--- Start of DATA TO PROCESS ---
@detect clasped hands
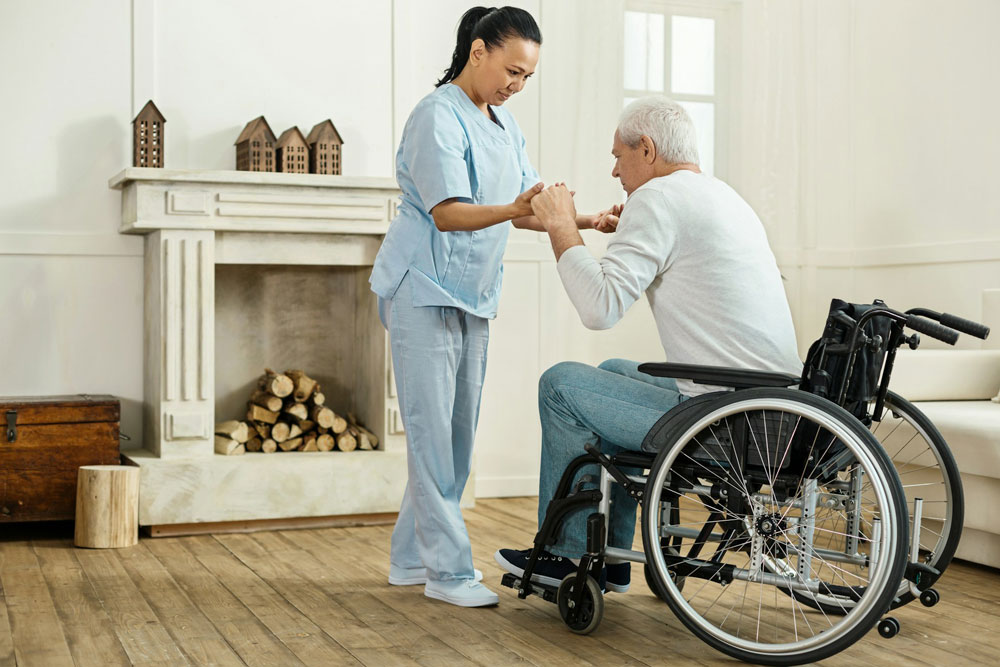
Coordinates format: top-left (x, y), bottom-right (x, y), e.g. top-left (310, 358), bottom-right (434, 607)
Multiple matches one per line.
top-left (518, 182), bottom-right (625, 233)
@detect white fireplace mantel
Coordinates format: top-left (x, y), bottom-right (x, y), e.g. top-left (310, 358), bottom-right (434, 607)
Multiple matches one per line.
top-left (109, 168), bottom-right (436, 526)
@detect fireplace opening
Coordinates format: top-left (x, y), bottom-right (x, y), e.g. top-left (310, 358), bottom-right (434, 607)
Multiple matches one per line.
top-left (215, 264), bottom-right (387, 455)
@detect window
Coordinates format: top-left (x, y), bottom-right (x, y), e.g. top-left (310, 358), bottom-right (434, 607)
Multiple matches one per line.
top-left (623, 0), bottom-right (738, 178)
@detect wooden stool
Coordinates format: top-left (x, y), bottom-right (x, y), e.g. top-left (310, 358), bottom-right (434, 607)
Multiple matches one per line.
top-left (73, 465), bottom-right (139, 549)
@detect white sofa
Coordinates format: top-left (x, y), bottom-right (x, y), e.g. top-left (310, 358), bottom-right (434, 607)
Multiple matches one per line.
top-left (890, 290), bottom-right (1000, 567)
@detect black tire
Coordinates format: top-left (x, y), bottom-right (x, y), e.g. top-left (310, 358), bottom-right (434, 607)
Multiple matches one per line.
top-left (642, 388), bottom-right (909, 665)
top-left (556, 573), bottom-right (604, 635)
top-left (784, 391), bottom-right (965, 615)
top-left (872, 391), bottom-right (965, 609)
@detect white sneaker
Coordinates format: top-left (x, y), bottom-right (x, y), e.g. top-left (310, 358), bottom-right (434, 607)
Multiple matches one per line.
top-left (424, 579), bottom-right (500, 607)
top-left (389, 563), bottom-right (483, 586)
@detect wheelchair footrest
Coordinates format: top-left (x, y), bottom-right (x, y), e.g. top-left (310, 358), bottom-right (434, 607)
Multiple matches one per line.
top-left (903, 561), bottom-right (941, 591)
top-left (500, 572), bottom-right (558, 603)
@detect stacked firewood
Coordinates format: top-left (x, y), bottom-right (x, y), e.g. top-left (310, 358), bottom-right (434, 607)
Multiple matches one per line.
top-left (215, 369), bottom-right (378, 455)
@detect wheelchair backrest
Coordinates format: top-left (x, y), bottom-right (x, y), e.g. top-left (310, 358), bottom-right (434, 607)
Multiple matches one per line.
top-left (799, 299), bottom-right (892, 425)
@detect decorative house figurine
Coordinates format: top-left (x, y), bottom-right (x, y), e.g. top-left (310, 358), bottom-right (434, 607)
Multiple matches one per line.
top-left (275, 126), bottom-right (309, 174)
top-left (236, 116), bottom-right (275, 171)
top-left (132, 100), bottom-right (167, 168)
top-left (306, 118), bottom-right (344, 175)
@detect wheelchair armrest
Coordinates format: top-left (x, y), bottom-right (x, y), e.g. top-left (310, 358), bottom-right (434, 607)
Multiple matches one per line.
top-left (639, 362), bottom-right (799, 389)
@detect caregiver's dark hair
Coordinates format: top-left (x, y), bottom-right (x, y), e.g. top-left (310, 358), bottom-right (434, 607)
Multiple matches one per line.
top-left (434, 7), bottom-right (542, 88)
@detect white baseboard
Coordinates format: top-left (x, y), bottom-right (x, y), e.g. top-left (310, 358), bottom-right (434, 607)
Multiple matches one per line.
top-left (476, 475), bottom-right (538, 498)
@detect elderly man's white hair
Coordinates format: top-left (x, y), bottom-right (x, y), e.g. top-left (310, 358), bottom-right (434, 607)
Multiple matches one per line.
top-left (618, 95), bottom-right (698, 164)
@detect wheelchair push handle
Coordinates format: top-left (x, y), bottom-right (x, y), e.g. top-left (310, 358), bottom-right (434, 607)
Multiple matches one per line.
top-left (906, 314), bottom-right (958, 345)
top-left (938, 313), bottom-right (990, 340)
top-left (906, 308), bottom-right (990, 340)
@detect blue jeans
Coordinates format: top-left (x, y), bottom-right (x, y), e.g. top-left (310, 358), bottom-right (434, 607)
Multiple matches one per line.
top-left (538, 359), bottom-right (687, 558)
top-left (379, 275), bottom-right (490, 581)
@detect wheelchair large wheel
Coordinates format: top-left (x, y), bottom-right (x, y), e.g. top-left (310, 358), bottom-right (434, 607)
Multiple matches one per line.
top-left (871, 392), bottom-right (965, 607)
top-left (792, 392), bottom-right (965, 614)
top-left (642, 388), bottom-right (908, 665)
--- End of DATA TO PROCESS ---
### WHAT YOU SHOULD DO
Reproduce every one of the records above word for word, leaving out the pictures.

### TASK RESPONSE
@detect clasped hands
Coordinates format: top-left (x, y), bottom-right (x, y), e.g. top-left (310, 358), bottom-right (434, 607)
Multiple matches one per line.
top-left (518, 182), bottom-right (625, 233)
@detect white fireplace mantel
Coordinates format: top-left (x, y), bottom-right (x, y), e.g. top-left (310, 358), bottom-right (434, 607)
Multiple matches one per line.
top-left (109, 168), bottom-right (436, 526)
@detect fireplace opening
Coordinates format: top-left (x, y), bottom-right (x, y), e.g. top-left (310, 358), bottom-right (434, 607)
Multiple matches one per line.
top-left (215, 264), bottom-right (387, 455)
@detect window
Coordinates format: top-left (x, y), bottom-right (x, y), e.g. top-left (310, 358), bottom-right (434, 607)
Multiple matches one per line.
top-left (623, 0), bottom-right (738, 178)
@detect wooden stool
Coordinates format: top-left (x, y), bottom-right (x, y), e.g. top-left (310, 358), bottom-right (434, 607)
Multiple matches one per line.
top-left (73, 465), bottom-right (139, 549)
@detect white sofa
Coordinates format: top-left (x, y), bottom-right (x, y), e.g. top-left (310, 358), bottom-right (434, 607)
Multiple matches one per line.
top-left (890, 290), bottom-right (1000, 567)
@detect black tire
Coordinates format: top-left (x, y), bottom-right (x, y), e.g. top-left (310, 358), bottom-right (434, 607)
Multiple matches one per line.
top-left (642, 388), bottom-right (909, 665)
top-left (556, 573), bottom-right (604, 635)
top-left (784, 391), bottom-right (965, 615)
top-left (872, 391), bottom-right (965, 609)
@detect white sneaker
Coordinates format: top-left (x, y), bottom-right (x, y), e.g. top-left (310, 358), bottom-right (434, 607)
Multiple matches one per line.
top-left (424, 579), bottom-right (500, 607)
top-left (389, 563), bottom-right (483, 586)
@detect wheelchair footrest
Coordinates format: top-left (x, y), bottom-right (x, y), e.g. top-left (310, 358), bottom-right (434, 607)
Multiple matches one per line.
top-left (903, 561), bottom-right (941, 591)
top-left (500, 572), bottom-right (558, 603)
@detect stacked firewood
Coordinates format: top-left (x, y), bottom-right (x, y), e.g. top-left (310, 358), bottom-right (434, 607)
Multiple matches one per line.
top-left (215, 369), bottom-right (378, 455)
@detect wheelchair backrest
Coordinates format: top-left (x, y), bottom-right (x, y), e.g. top-left (310, 358), bottom-right (434, 607)
Multiple matches one per line.
top-left (799, 299), bottom-right (892, 425)
@detect decorative house figurine
Coordinates format: top-left (x, y), bottom-right (x, y), e.g. top-left (310, 358), bottom-right (434, 607)
Multiple matches one per line.
top-left (275, 126), bottom-right (309, 174)
top-left (236, 116), bottom-right (275, 171)
top-left (132, 100), bottom-right (167, 168)
top-left (306, 118), bottom-right (344, 175)
@detect wheelchair armrest
Coordinates format: top-left (x, y), bottom-right (x, y), e.g. top-left (310, 358), bottom-right (434, 607)
Multiple matches one per line.
top-left (639, 362), bottom-right (799, 389)
@detect caregiver's dark hair
Coordinates format: top-left (x, y), bottom-right (x, y), e.g. top-left (310, 358), bottom-right (434, 607)
Multiple matches one per line.
top-left (434, 7), bottom-right (542, 88)
@detect white baseboard
Coordinates format: top-left (x, y), bottom-right (x, y), e.g. top-left (310, 358), bottom-right (434, 607)
Multiple matches one per line.
top-left (476, 475), bottom-right (538, 498)
@detect elderly man's white hair
Coordinates format: top-left (x, y), bottom-right (x, y), e.g. top-left (310, 358), bottom-right (434, 607)
Multiple matches one per line.
top-left (618, 95), bottom-right (698, 164)
@detect wheelchair push handle
Coordinates format: top-left (x, y), bottom-right (x, y), e.g. top-left (310, 358), bottom-right (434, 607)
Multiple matches one per line.
top-left (906, 314), bottom-right (958, 345)
top-left (938, 313), bottom-right (990, 340)
top-left (906, 308), bottom-right (990, 340)
@detect blue jeans
Coordinates format: top-left (x, y), bottom-right (x, y), e.g. top-left (310, 358), bottom-right (434, 607)
Multiple matches one per line.
top-left (538, 359), bottom-right (687, 558)
top-left (379, 275), bottom-right (490, 581)
@detect wheelchair large wheel
Coordinates format: top-left (x, y), bottom-right (x, y), e.g. top-left (310, 358), bottom-right (434, 607)
Multiple matches one per line.
top-left (871, 392), bottom-right (965, 607)
top-left (792, 392), bottom-right (965, 614)
top-left (642, 388), bottom-right (908, 665)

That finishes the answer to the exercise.